_Given instruction_. State how many lines in the material below contain the word "region". Reply with the number alone.
++++ Input ++++
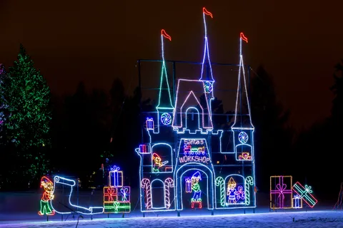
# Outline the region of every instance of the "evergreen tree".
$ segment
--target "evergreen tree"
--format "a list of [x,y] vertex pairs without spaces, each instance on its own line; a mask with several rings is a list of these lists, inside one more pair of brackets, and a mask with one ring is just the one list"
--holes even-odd
[[[0,63],[0,96],[3,96],[4,90],[1,89],[4,86],[4,81],[6,79],[6,70],[4,64]],[[3,109],[4,108],[4,103],[0,103],[0,108]],[[2,132],[2,125],[4,120],[4,112],[0,112],[0,132]]]
[[21,44],[18,60],[4,79],[0,103],[5,121],[6,142],[10,147],[11,177],[24,182],[47,171],[44,150],[50,145],[50,90]]

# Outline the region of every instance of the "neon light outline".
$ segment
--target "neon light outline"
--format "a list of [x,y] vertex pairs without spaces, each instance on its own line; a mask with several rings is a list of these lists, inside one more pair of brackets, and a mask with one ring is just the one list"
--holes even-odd
[[222,177],[218,177],[216,179],[216,186],[219,187],[220,192],[220,205],[225,207],[226,203],[226,195],[225,195],[225,181]]
[[[176,177],[177,177],[177,173],[179,172],[179,170],[181,168],[182,168],[182,167],[183,167],[184,166],[185,166],[185,165],[190,165],[190,164],[191,164],[191,163],[187,163],[187,164],[186,164],[186,165],[182,165],[182,166],[177,170],[177,171],[176,172],[176,173],[175,173]],[[207,170],[209,170],[209,172],[210,172],[210,173],[211,173],[211,175],[212,175],[212,182],[214,182],[214,175],[213,174],[212,171],[207,165],[202,165],[202,164],[197,164],[197,163],[194,163],[194,164],[192,164],[192,165],[195,165],[195,164],[202,165],[203,167],[206,167]],[[203,173],[205,174],[205,175],[206,175],[206,177],[207,177],[207,188],[206,188],[207,192],[207,195],[209,196],[209,192],[211,192],[211,189],[209,189],[209,185],[211,185],[211,184],[209,185],[209,182],[210,182],[209,178],[209,176],[207,175],[207,174],[206,173],[206,172],[204,171],[204,170],[199,170],[199,169],[197,169],[197,168],[189,168],[189,169],[185,170],[185,171],[184,171],[184,172],[182,172],[182,175],[180,175],[180,185],[182,185],[182,177],[184,176],[184,175],[186,172],[189,172],[189,171],[190,171],[190,170],[201,171],[201,172],[202,172]],[[175,187],[175,192],[178,192],[177,182],[177,182],[177,185],[176,185],[176,187]],[[212,186],[212,187],[213,187],[213,186]],[[182,188],[181,190],[182,190]],[[212,188],[212,190],[213,190],[213,188]],[[214,196],[213,190],[212,190],[212,204],[211,204],[212,205],[212,207],[209,207],[209,200],[209,200],[209,197],[207,197],[207,209],[214,209],[213,205],[214,205]],[[176,196],[176,198],[177,198],[177,196]],[[182,202],[182,192],[181,192],[180,202],[181,202],[181,209],[180,209],[180,210],[183,210],[183,209],[184,209],[184,205],[183,205],[183,202]],[[177,208],[179,208],[179,201],[177,200]]]
[[[205,14],[205,11],[204,11],[204,9],[203,9],[203,14]],[[208,12],[207,11],[206,11],[206,12],[207,12],[206,15],[211,16],[212,17],[213,16],[211,13]],[[208,13],[208,14],[207,14],[207,13]],[[209,14],[211,14],[211,15],[209,15]],[[207,55],[207,56],[208,56],[209,61],[209,48],[208,48],[208,40],[207,40],[207,37],[206,21],[204,21],[204,27],[205,27],[205,44],[204,44],[204,59],[203,59],[203,60],[204,60],[204,63],[203,63],[203,64],[204,64],[204,58],[206,58]],[[167,37],[166,37],[166,38],[167,38]],[[244,38],[245,38],[245,36],[241,37],[240,56],[242,56],[242,38],[244,39]],[[170,40],[171,40],[171,38],[170,38]],[[245,41],[245,40],[244,40],[244,41]],[[162,39],[162,41],[163,41],[163,39]],[[247,41],[247,40],[246,41]],[[163,46],[163,43],[162,43],[162,46]],[[163,48],[163,47],[162,47],[162,48]],[[164,53],[164,50],[162,50],[162,52]],[[243,66],[244,66],[242,56],[240,56],[240,57],[241,57],[241,58],[240,58],[240,65],[241,65],[241,66],[240,66],[240,69],[239,69],[239,83],[238,83],[239,86],[240,85],[240,83],[241,83],[241,82],[240,82],[240,81],[241,81],[241,72],[240,72],[240,71],[241,71],[241,68],[242,68],[242,65],[243,65]],[[212,65],[209,64],[209,66],[210,66],[211,71],[212,71],[212,66],[211,66]],[[162,70],[163,70],[163,68],[164,68],[164,66],[162,65]],[[164,69],[164,71],[165,71],[165,69]],[[244,77],[243,79],[244,79],[244,86],[245,86],[245,92],[246,92],[246,95],[247,95],[247,85],[246,85],[246,78],[245,78],[245,71],[244,71],[244,67],[242,68],[242,71],[243,71],[243,75],[242,75],[242,76]],[[163,74],[163,73],[164,73],[164,72],[162,71],[162,74]],[[212,74],[212,78],[213,78]],[[163,80],[163,79],[164,79],[164,78],[161,78],[161,84],[162,83],[162,80]],[[200,79],[198,80],[198,81],[183,80],[183,79],[179,79],[179,80],[178,80],[178,85],[177,85],[177,97],[176,97],[176,102],[175,102],[175,106],[176,106],[176,107],[177,107],[177,100],[178,100],[178,95],[178,95],[178,93],[179,93],[180,81],[188,81],[199,82],[199,81],[201,81],[201,80],[200,80]],[[234,143],[234,150],[235,150],[236,151],[234,150],[234,152],[223,152],[223,151],[222,151],[223,150],[222,150],[222,136],[223,136],[223,134],[222,134],[222,133],[223,133],[224,131],[223,131],[222,130],[213,130],[213,125],[212,125],[212,103],[211,103],[211,101],[212,101],[212,100],[213,100],[213,98],[207,98],[207,95],[206,94],[206,93],[207,93],[207,90],[206,90],[206,88],[204,88],[205,84],[207,85],[207,83],[208,82],[209,82],[209,81],[202,81],[202,86],[203,86],[203,88],[204,88],[204,94],[205,95],[205,98],[206,98],[206,102],[207,102],[207,107],[206,107],[206,108],[208,108],[208,113],[209,113],[208,115],[209,115],[209,122],[210,122],[210,123],[208,123],[208,124],[209,124],[209,125],[210,124],[210,125],[212,125],[212,127],[206,127],[206,128],[204,128],[204,125],[205,125],[205,120],[204,120],[204,115],[202,115],[202,127],[203,127],[203,128],[202,128],[202,127],[200,127],[200,124],[199,123],[199,128],[200,128],[200,129],[197,129],[197,130],[196,129],[196,130],[195,130],[195,132],[192,132],[192,130],[191,130],[190,129],[188,129],[187,120],[187,119],[186,119],[186,121],[185,121],[185,122],[186,122],[186,125],[185,125],[185,126],[183,126],[183,123],[182,123],[182,121],[183,121],[183,120],[182,120],[182,119],[183,119],[183,118],[182,118],[182,111],[181,111],[181,113],[180,113],[180,115],[181,115],[181,126],[180,126],[180,128],[178,128],[179,126],[177,126],[177,125],[175,124],[175,127],[176,127],[176,128],[174,128],[174,124],[176,123],[176,122],[174,122],[174,120],[175,120],[175,118],[177,117],[176,115],[175,115],[175,113],[177,113],[177,108],[174,108],[174,107],[172,107],[172,107],[170,107],[170,108],[166,108],[166,107],[156,107],[156,109],[157,109],[157,120],[159,120],[159,121],[158,121],[158,126],[157,126],[157,128],[156,128],[156,127],[154,128],[154,130],[151,130],[151,132],[152,132],[154,134],[159,133],[159,120],[160,120],[160,118],[159,118],[159,114],[160,114],[160,113],[159,113],[159,112],[160,112],[160,110],[161,110],[161,109],[168,109],[168,110],[172,110],[172,109],[173,109],[173,124],[172,124],[172,127],[173,127],[173,129],[174,129],[178,134],[180,134],[180,133],[181,133],[181,134],[183,134],[183,133],[197,134],[197,133],[199,133],[199,134],[201,134],[201,135],[208,135],[209,133],[212,133],[212,135],[217,135],[219,136],[219,150],[220,150],[220,152],[221,152],[221,153],[224,153],[224,154],[227,154],[227,153],[236,153],[236,160],[237,160],[238,157],[237,157],[237,148],[238,146],[239,146],[239,145],[234,145],[235,143]],[[167,82],[168,82],[168,81],[167,81]],[[212,85],[213,86],[213,84],[212,84]],[[168,87],[169,87],[169,85],[168,85]],[[161,90],[160,90],[160,93],[161,93]],[[237,93],[238,93],[238,91],[237,91]],[[197,98],[195,96],[195,94],[194,94],[194,91],[192,91],[192,90],[190,91],[189,93],[188,94],[188,97],[190,96],[190,93],[193,93],[193,96],[196,98],[196,101],[199,104],[199,100],[198,100]],[[169,93],[169,94],[170,94],[170,93]],[[212,95],[213,95],[213,92],[212,92]],[[160,93],[160,95],[161,95],[161,93]],[[161,95],[159,95],[159,100],[160,98],[161,98]],[[182,110],[182,108],[184,108],[183,106],[185,105],[185,103],[187,102],[187,100],[188,98],[187,98],[187,99],[184,101],[184,103],[182,104],[182,108],[180,108]],[[171,97],[170,97],[170,96],[169,96],[169,99],[171,99]],[[237,101],[237,103],[236,103],[236,110],[237,110],[237,100],[236,100],[236,101]],[[248,109],[249,109],[249,119],[250,119],[250,122],[251,122],[250,107],[249,107],[249,100],[247,99],[247,103],[248,103]],[[172,105],[172,103],[171,103],[171,106],[172,106],[172,105]],[[202,108],[203,113],[204,113],[204,108],[202,107],[202,105],[199,105],[199,107],[200,107],[200,108]],[[199,115],[200,115],[199,113],[200,113],[200,112],[199,112],[199,109],[197,109],[197,108],[195,108],[195,107],[192,107],[192,105],[189,105],[189,107],[187,107],[187,110],[186,110],[186,113],[187,113],[187,110],[188,110],[189,109],[190,109],[190,108],[194,108],[194,109],[196,109],[196,110],[197,110],[198,113],[199,113],[199,114],[198,114],[198,116],[199,116]],[[234,124],[237,123],[236,123],[237,115],[237,111],[236,111],[236,112],[235,112],[235,123],[234,123],[234,125],[233,125],[232,128],[232,131],[233,131],[234,137],[234,135],[235,135],[235,134],[236,134],[236,132],[237,132],[236,130],[252,130],[252,131],[251,131],[251,133],[252,133],[252,135],[250,136],[250,138],[251,138],[250,141],[252,141],[252,142],[250,143],[251,145],[248,145],[252,148],[252,155],[253,155],[253,152],[254,152],[254,150],[253,150],[253,148],[254,148],[254,145],[253,145],[253,141],[254,141],[254,140],[253,140],[254,126],[252,125],[252,127],[249,127],[249,128],[246,128],[246,127],[237,128],[237,127],[235,127],[235,126],[234,126]],[[186,116],[187,116],[187,114],[186,114]],[[199,121],[200,121],[200,118],[198,118],[198,123],[199,123]],[[181,129],[177,129],[177,128],[181,128]],[[156,130],[155,130],[155,129],[156,129]],[[150,134],[150,130],[147,130],[147,132],[148,132],[148,135],[149,135],[149,144],[146,144],[146,145],[151,145],[151,134]],[[219,133],[220,133],[220,135],[219,135]],[[194,138],[195,138],[195,135],[194,135]],[[207,141],[205,140],[205,142],[207,142]],[[169,146],[170,146],[170,145],[169,145]],[[179,155],[179,149],[180,149],[180,145],[179,145],[179,152],[178,152],[177,156],[177,157],[179,157],[179,156],[180,156],[180,155]],[[174,150],[174,149],[172,149],[172,150]],[[139,149],[135,149],[135,151],[136,151],[139,155],[139,152],[141,152],[141,150],[140,150]],[[153,152],[152,149],[151,149],[149,152],[150,152],[150,153],[151,153],[151,152]],[[175,152],[173,152],[173,150],[172,150],[172,159],[173,155],[174,155],[173,154],[173,152],[176,152],[176,151],[175,151]],[[208,155],[208,156],[209,156],[209,157],[211,159],[211,157],[211,157],[211,153],[210,153],[210,151],[209,151],[209,155]],[[144,163],[143,163],[143,159],[144,159],[144,157],[143,157],[141,155],[140,155],[141,168],[140,168],[140,170],[139,170],[139,178],[140,178],[141,181],[143,180],[144,180],[144,179],[146,179],[146,178],[143,178],[143,177],[146,175],[145,173],[146,172],[146,170],[144,169],[144,166],[145,165],[144,165]],[[254,172],[252,175],[254,177],[254,175],[254,175],[254,162],[253,158],[252,159],[252,172]],[[213,185],[214,185],[215,181],[216,181],[216,179],[214,178],[214,177],[215,177],[215,172],[214,172],[214,170],[213,170],[213,164],[212,164],[211,160],[209,160],[209,163],[211,164],[211,166],[212,166],[212,170],[211,170],[211,167],[209,167],[209,165],[203,165],[202,164],[197,163],[197,162],[188,162],[188,163],[182,164],[182,165],[179,165],[179,160],[177,160],[177,162],[176,162],[175,165],[177,165],[177,167],[179,167],[177,169],[177,170],[174,170],[175,189],[177,188],[177,185],[179,185],[179,180],[177,180],[178,178],[177,178],[177,173],[178,172],[179,172],[179,170],[180,170],[181,168],[183,168],[183,167],[184,167],[184,165],[192,165],[196,164],[196,165],[198,165],[204,166],[204,167],[206,167],[208,170],[209,170],[209,172],[210,172],[210,173],[211,173],[211,177],[212,177],[212,178],[213,178],[213,179],[212,179],[212,182],[211,183],[209,183],[209,180],[207,181],[207,185],[209,184],[209,185],[211,185],[211,186],[212,187],[212,189],[209,189],[209,188],[207,187],[207,191],[211,191],[211,190],[212,190],[212,200],[214,201],[214,203],[216,204],[216,206],[215,206],[215,207],[217,207],[217,202],[216,202],[216,200],[217,200],[216,199],[217,199],[217,198],[216,198],[215,197],[213,197],[213,195],[214,195],[214,196],[216,195],[216,189],[213,187]],[[144,163],[144,164],[145,164],[145,163]],[[151,165],[152,165],[152,164],[151,164]],[[173,167],[174,167],[174,163],[172,163],[172,165],[173,165]],[[174,167],[173,167],[173,170],[174,170]],[[204,171],[204,170],[198,170],[198,169],[195,169],[195,170],[202,171],[202,172],[205,172],[205,174],[207,175],[207,176],[209,175],[209,174],[207,174],[207,171]],[[142,173],[143,171],[144,172],[144,173]],[[185,171],[185,172],[187,172],[187,171]],[[144,175],[144,176],[143,176],[143,175]],[[248,180],[248,177],[250,177],[251,179],[249,179],[249,180]],[[143,178],[143,180],[142,180],[142,178]],[[208,177],[208,178],[209,178],[209,177]],[[209,180],[209,179],[207,179],[207,180]],[[254,185],[254,178],[253,178],[252,177],[249,176],[249,177],[247,177],[247,179],[244,179],[244,177],[243,177],[243,180],[244,180],[244,190],[245,190],[245,192],[249,191],[249,190],[250,190],[250,187],[249,187],[249,185]],[[154,181],[154,180],[153,180],[152,181]],[[249,181],[248,181],[248,180],[249,180]],[[149,180],[149,181],[150,181],[150,180]],[[183,181],[182,178],[180,178],[180,181]],[[181,185],[182,185],[182,182],[181,182]],[[247,187],[247,185],[249,185],[249,187]],[[164,186],[164,187],[166,187],[166,186]],[[207,186],[207,187],[208,187],[208,186]],[[213,191],[214,191],[214,192],[213,192]],[[141,192],[142,192],[142,190],[141,189],[141,197],[142,197]],[[174,199],[177,200],[177,204],[175,204],[175,209],[178,209],[179,208],[179,199],[177,199],[177,198],[178,198],[179,192],[178,192],[177,190],[175,190],[174,192],[175,192],[175,197],[174,197]],[[248,193],[248,195],[250,194],[249,192],[247,192],[247,193]],[[253,194],[256,194],[256,192],[253,192]],[[181,195],[181,197],[182,197],[182,195]],[[250,197],[250,196],[249,196],[249,197]],[[245,198],[247,199],[247,197],[245,197]],[[250,199],[249,197],[248,197],[248,198],[249,198],[249,199],[248,199],[248,200],[249,200],[248,201],[251,201],[251,199]],[[152,200],[152,196],[151,196],[151,199]],[[210,200],[210,196],[209,195],[209,197],[207,197],[207,200]],[[166,201],[165,201],[165,202],[166,202]],[[250,203],[250,202],[246,202],[246,204],[247,204],[247,205],[249,204],[249,203]],[[182,204],[182,200],[181,200],[181,204]],[[235,209],[236,209],[236,208],[254,208],[254,207],[256,207],[256,195],[255,195],[255,197],[254,197],[254,207],[229,207],[229,208],[235,208]],[[152,205],[152,204],[151,204],[151,205]],[[208,204],[208,205],[209,205],[209,204]],[[144,205],[142,205],[142,206],[141,207],[141,209],[142,209],[143,206],[144,206]],[[213,204],[213,203],[212,203],[212,207],[214,207],[214,204]],[[183,206],[182,206],[182,209],[183,209]],[[227,207],[224,208],[224,209],[227,209]],[[222,208],[219,208],[219,209],[222,209]],[[150,210],[150,211],[157,212],[157,211],[166,211],[166,210],[171,210],[171,209],[151,209],[151,210]],[[142,210],[142,212],[145,212],[145,210]]]
[[169,125],[172,123],[172,116],[168,113],[164,113],[161,115],[161,123],[164,125]]
[[[277,182],[277,179],[279,178],[279,182]],[[287,178],[287,183],[290,183],[290,186],[287,186],[287,184],[284,184],[284,178]],[[292,191],[292,176],[271,176],[270,177],[270,193],[269,193],[269,199],[270,199],[270,208],[272,209],[292,209],[293,208],[293,191]],[[274,185],[277,189],[273,189],[272,186],[272,183],[273,183],[273,180],[275,180]],[[290,187],[290,189],[286,189],[287,187]],[[272,195],[279,194],[279,196],[277,197],[277,200],[279,197],[282,197],[279,200],[281,202],[279,207],[273,207],[273,197]],[[291,195],[291,205],[289,207],[284,207],[284,194],[290,194]]]
[[174,188],[174,180],[168,177],[164,180],[164,205],[166,209],[169,209],[172,206],[170,200],[170,188]]
[[[240,178],[242,178],[243,180],[243,184],[245,184],[245,177],[243,177],[242,175],[238,175],[238,174],[231,174],[229,175],[227,175],[225,179],[224,179],[224,183],[227,183],[229,181],[227,180],[229,178],[232,178],[232,177],[239,177]],[[234,179],[234,178],[233,178]],[[229,180],[230,179],[229,179]],[[237,181],[237,180],[236,180]],[[224,185],[225,186],[225,185]],[[240,185],[241,186],[241,185]],[[227,187],[227,186],[225,186]],[[244,190],[245,190],[245,185],[244,185]],[[225,192],[227,191],[227,189],[225,190]],[[245,205],[246,204],[246,202],[247,202],[247,197],[245,197],[246,199],[244,200],[244,202],[236,202],[234,204],[229,204],[228,207],[230,207],[231,205],[239,205],[239,204],[242,204],[242,205]]]
[[293,208],[302,208],[302,199],[299,195],[296,195],[293,199]]
[[293,191],[299,195],[309,207],[313,207],[318,202],[318,200],[311,194],[312,193],[311,188],[312,187],[307,185],[305,185],[305,187],[302,186],[299,182],[293,185]]
[[[159,173],[170,173],[170,172],[173,172],[174,171],[174,161],[173,161],[173,147],[172,147],[172,146],[168,144],[168,143],[164,143],[164,142],[159,142],[159,143],[155,143],[152,146],[151,146],[151,151],[154,151],[154,147],[156,146],[156,145],[167,145],[170,147],[170,155],[168,154],[169,156],[170,156],[170,164],[167,165],[168,166],[170,165],[170,167],[172,167],[172,170],[170,171],[163,171],[163,172],[159,172]],[[151,153],[151,160],[152,160],[152,155],[153,155],[153,153]],[[153,171],[154,170],[154,164],[153,162],[151,162],[151,173],[156,173],[155,172]]]
[[[61,180],[64,180],[64,181],[66,181],[67,182],[61,182],[60,181]],[[68,183],[68,182],[70,182],[70,183]],[[68,185],[68,186],[70,186],[71,188],[70,188],[70,192],[69,192],[69,204],[71,206],[71,207],[74,207],[76,208],[81,208],[82,209],[84,209],[85,211],[89,211],[89,213],[85,213],[85,212],[80,212],[79,210],[76,210],[76,212],[77,213],[79,213],[79,214],[102,214],[104,213],[104,207],[89,207],[89,208],[86,208],[86,207],[81,207],[81,206],[77,206],[77,205],[74,205],[71,203],[71,194],[73,193],[73,187],[74,186],[75,186],[75,181],[73,180],[70,180],[70,179],[66,179],[66,178],[64,178],[64,177],[60,177],[60,176],[55,176],[54,177],[54,191],[56,190],[56,183],[59,183],[59,184],[61,184],[61,185]],[[53,208],[53,209],[58,214],[71,214],[72,212],[59,212],[57,210],[56,210],[56,209],[54,208],[54,205],[51,202],[51,207]],[[101,212],[93,212],[93,209],[101,209]]]
[[[38,212],[38,214],[41,216],[44,214],[47,216],[53,216],[56,213],[51,206],[51,202],[54,197],[54,183],[52,182],[52,181],[50,180],[50,179],[49,179],[46,176],[43,176],[41,178],[40,187],[43,187],[44,189],[44,191],[39,202],[40,209]],[[50,208],[50,207],[52,208],[52,209],[51,208]]]
[[[146,209],[151,210],[152,209],[152,199],[151,199],[151,185],[150,183],[150,180],[148,178],[144,178],[141,181],[141,189],[145,189],[146,195]],[[145,204],[145,202],[144,202]],[[143,210],[143,205],[141,204],[141,211]]]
++++
_Output_. 2